What this task involves. Return every line of the rows below that contains the string "white", matching case exactly.

======== Listed records ========

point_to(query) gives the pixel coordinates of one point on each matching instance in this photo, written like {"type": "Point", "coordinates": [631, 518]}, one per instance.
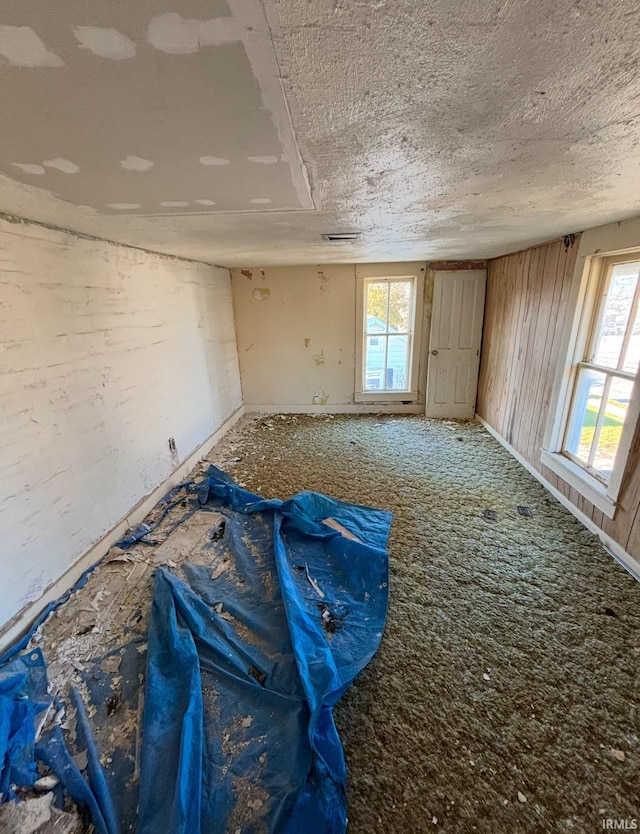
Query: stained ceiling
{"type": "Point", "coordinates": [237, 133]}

========
======== Listed records ========

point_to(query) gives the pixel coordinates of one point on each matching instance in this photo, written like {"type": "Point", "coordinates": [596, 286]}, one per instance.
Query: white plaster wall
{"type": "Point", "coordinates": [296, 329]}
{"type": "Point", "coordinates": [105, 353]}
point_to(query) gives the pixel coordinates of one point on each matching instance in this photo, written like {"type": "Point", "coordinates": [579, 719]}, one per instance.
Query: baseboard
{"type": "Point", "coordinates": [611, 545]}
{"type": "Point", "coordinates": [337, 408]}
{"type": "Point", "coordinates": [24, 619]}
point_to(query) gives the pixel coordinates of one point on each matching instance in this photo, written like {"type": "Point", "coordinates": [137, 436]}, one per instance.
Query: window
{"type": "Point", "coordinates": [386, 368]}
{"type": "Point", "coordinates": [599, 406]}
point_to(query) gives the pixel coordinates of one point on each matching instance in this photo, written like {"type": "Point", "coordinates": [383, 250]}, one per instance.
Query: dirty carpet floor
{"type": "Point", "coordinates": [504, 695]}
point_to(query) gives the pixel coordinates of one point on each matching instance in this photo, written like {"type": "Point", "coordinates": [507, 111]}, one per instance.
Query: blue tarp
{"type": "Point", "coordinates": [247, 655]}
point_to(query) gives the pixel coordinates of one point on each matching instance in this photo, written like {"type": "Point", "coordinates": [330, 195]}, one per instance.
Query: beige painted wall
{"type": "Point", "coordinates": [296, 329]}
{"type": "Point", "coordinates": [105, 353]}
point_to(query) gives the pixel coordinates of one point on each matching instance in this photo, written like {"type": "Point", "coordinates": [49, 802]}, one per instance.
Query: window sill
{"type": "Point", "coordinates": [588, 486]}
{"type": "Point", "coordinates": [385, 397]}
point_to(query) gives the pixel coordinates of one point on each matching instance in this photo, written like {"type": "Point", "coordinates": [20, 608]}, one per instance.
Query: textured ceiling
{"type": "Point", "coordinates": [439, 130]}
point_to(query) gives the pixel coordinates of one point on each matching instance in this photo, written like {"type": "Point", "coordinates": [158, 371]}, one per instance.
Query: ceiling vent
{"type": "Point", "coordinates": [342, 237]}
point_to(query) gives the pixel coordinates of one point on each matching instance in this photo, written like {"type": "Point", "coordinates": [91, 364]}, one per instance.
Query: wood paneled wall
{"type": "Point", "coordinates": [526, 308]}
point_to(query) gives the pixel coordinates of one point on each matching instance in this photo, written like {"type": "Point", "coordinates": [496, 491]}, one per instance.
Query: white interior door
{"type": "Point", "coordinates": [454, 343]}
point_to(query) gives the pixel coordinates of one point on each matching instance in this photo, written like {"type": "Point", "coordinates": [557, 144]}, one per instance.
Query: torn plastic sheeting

========

Exercise solution.
Query: white plaster wall
Query: white interior door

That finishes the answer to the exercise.